## Referring expression data:
[Start of section]
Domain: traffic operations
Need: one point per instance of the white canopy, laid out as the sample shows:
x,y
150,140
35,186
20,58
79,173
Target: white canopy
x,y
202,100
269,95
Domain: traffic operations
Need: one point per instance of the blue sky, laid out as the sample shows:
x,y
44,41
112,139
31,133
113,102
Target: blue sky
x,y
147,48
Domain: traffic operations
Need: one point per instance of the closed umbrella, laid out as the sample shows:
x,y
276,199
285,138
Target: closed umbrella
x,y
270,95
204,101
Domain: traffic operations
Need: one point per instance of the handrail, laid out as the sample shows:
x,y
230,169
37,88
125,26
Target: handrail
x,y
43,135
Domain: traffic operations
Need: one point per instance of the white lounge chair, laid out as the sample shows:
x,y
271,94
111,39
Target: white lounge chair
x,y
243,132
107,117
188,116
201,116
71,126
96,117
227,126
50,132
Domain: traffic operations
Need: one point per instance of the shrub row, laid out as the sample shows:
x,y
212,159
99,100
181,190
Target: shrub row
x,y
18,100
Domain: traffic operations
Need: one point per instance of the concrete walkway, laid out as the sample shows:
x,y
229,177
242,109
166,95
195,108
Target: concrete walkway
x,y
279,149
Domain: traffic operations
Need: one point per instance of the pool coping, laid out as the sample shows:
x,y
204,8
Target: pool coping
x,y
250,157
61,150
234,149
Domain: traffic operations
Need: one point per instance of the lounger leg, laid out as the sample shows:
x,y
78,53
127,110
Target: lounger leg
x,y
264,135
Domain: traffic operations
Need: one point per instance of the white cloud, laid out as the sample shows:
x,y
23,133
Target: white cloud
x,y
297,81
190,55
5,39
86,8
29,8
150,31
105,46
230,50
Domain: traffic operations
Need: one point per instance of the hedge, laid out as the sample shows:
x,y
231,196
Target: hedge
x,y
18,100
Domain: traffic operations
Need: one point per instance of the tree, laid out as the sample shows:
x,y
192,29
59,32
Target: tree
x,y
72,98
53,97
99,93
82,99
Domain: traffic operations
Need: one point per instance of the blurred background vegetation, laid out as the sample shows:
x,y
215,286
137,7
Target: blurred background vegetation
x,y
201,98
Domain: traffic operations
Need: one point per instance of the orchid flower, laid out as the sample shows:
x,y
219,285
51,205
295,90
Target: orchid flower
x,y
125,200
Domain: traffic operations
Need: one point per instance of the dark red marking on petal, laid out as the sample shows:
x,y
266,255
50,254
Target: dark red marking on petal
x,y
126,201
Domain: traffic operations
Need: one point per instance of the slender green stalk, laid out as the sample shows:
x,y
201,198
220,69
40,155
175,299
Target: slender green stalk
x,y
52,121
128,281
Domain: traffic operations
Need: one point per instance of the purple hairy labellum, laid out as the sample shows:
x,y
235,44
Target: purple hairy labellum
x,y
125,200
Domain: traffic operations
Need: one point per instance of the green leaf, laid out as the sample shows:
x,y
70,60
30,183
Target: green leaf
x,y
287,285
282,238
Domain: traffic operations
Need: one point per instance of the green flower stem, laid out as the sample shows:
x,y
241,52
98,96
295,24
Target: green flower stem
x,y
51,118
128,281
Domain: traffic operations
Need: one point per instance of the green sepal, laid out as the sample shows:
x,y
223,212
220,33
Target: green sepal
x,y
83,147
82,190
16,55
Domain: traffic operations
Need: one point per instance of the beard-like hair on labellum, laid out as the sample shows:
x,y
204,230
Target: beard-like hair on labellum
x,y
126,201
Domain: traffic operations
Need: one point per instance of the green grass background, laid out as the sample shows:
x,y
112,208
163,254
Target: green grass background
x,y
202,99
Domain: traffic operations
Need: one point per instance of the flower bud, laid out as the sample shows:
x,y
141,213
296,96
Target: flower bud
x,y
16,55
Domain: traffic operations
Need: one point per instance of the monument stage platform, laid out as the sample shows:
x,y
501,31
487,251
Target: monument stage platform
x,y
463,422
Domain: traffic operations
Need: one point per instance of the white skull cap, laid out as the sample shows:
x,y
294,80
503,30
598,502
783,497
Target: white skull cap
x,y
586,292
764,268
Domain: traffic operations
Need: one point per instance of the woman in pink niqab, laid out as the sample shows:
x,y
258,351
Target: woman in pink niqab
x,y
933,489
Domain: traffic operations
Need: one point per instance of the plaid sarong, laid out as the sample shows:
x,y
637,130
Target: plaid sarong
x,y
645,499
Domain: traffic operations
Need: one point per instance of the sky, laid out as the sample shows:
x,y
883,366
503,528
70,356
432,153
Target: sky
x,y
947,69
[End of section]
## Exercise brief:
Nothing in the data may be omitted; transcribe it exactly.

## Solution below:
Domain: traffic operations
Need: one point per instance of the white canopy, laid out as the sample shows:
x,y
150,140
35,186
20,58
79,173
Target: white canopy
x,y
202,100
269,95
Domain: traffic operations
Need: one point per instance of the blue sky, laid out as the sample shows:
x,y
44,41
112,139
31,133
113,102
Target: blue sky
x,y
147,48
Domain: traffic operations
Need: one point per instance of the closed umbrella, laid out as the sample shows:
x,y
276,199
285,138
Target: closed umbrella
x,y
270,95
204,101
Domain: traffic operations
Need: one point per instance of the handrail, laid out as the sample shows:
x,y
230,169
37,88
125,26
Target: handrail
x,y
43,135
Domain: traffic operations
Need: one point per instance of the white lounge chair, laid out as the sample shows:
x,y
271,94
111,39
Target: white lounge chair
x,y
243,132
107,117
188,116
201,116
71,126
96,117
227,126
50,132
Domain: traffic operations
Need: one point per instance of the shrub row, laid out as the sample shows:
x,y
212,159
99,100
181,190
Target: shrub row
x,y
18,100
Domain: traffic operations
Need: one point per instance of the concrete walkway, laid out as the sample shows:
x,y
229,177
242,109
166,95
195,108
Target: concrete walkway
x,y
279,149
Domain: traffic operations
Need: one point per instance of the pool coping, laid out as the sample shows:
x,y
204,8
Target: pool coping
x,y
250,157
61,150
234,149
Domain: traffic operations
Need: one point per instance of the lounger leg, laid out as the sample shows:
x,y
78,53
127,110
Target: lounger leg
x,y
264,135
Domain: traffic operations
Need: one point per instance of the white cloud, laid out as the sample shows:
x,y
23,133
Target: white cloud
x,y
297,81
190,55
5,39
86,8
29,8
150,31
105,46
230,50
Domain: traffic operations
Need: one point per instance of the hedge, laid out as the sample shows:
x,y
231,196
Target: hedge
x,y
18,100
Domain: traffic operations
Need: one point per instance of the tree, laid out as the sample shows:
x,y
192,29
59,32
Target: tree
x,y
72,98
53,97
99,93
82,99
Domain: traffic operations
Need: one point per instance of the blurred background vegetation, laid out as the sample shows:
x,y
215,286
137,7
Target: blurred background vegetation
x,y
201,98
Domain: traffic operations
Need: one point per instance of the orchid flower, laid out as the sample shows:
x,y
219,285
51,205
295,90
Target: orchid flower
x,y
125,200
Domain: traffic operations
Need: one point per instance of the dark red marking on petal, laid out as the sample shows:
x,y
266,255
50,254
Target: dark red marking on petal
x,y
126,201
Domain: traffic operations
Need: one point per instance of the slender green stalk, laid out as the sample shows:
x,y
201,198
220,69
40,155
175,299
Target: slender green stalk
x,y
52,121
128,281
Domain: traffic operations
Need: one point per instance of the purple hairy labellum, laid out as the sample shows:
x,y
235,44
Target: purple hairy labellum
x,y
125,200
Domain: traffic operations
Need: one point per instance of the green leaf, laid out as the sample shows:
x,y
70,60
30,183
Target: green leaf
x,y
287,285
282,238
Domain: traffic operations
Need: one point per instance of the green flower stem, laid out as the sample shows:
x,y
241,52
98,96
295,24
Target: green flower stem
x,y
51,118
128,281
Domain: traffic operations
Need: one point per instance of the green sepal, laid out as the sample shows:
x,y
223,212
220,33
Target: green sepal
x,y
83,147
82,190
16,55
Domain: traffic operations
Need: one point per instance of the beard-like hair on labellum, laid out as the sample shows:
x,y
204,230
Target: beard-like hair on labellum
x,y
126,201
Domain: traffic operations
Need: one point per instance of the green grass background, laid out as the sample shows:
x,y
112,208
163,254
Target: green grass background
x,y
202,99
Domain: traffic operations
Need: one point per instance of the flower bud, laid out as the sample shows:
x,y
141,213
296,96
Target: flower bud
x,y
16,55
Domain: traffic operations
Need: one point per instance of the monument stage platform, laid out as the sample shows:
x,y
501,31
487,251
Target: monument stage platform
x,y
463,422
Domain: traffic operations
Need: one point per instance of the white skull cap, laid out as the sample shows:
x,y
294,80
503,30
598,502
783,497
Target: white skull cap
x,y
586,292
764,268
Domain: traffic operations
Need: one point per instance of the woman in pink niqab, laid out as the sample shows:
x,y
258,351
Target: woman in pink niqab
x,y
933,489
Domain: traffic operations
Need: one point per instance of the plaid sarong, laid out as the sample shows:
x,y
637,130
Target: plaid sarong
x,y
645,499
Domain: traffic operations
Need: one point per instance of the sky, laid out as the sample shows:
x,y
883,366
503,528
70,356
432,153
Target: sky
x,y
947,69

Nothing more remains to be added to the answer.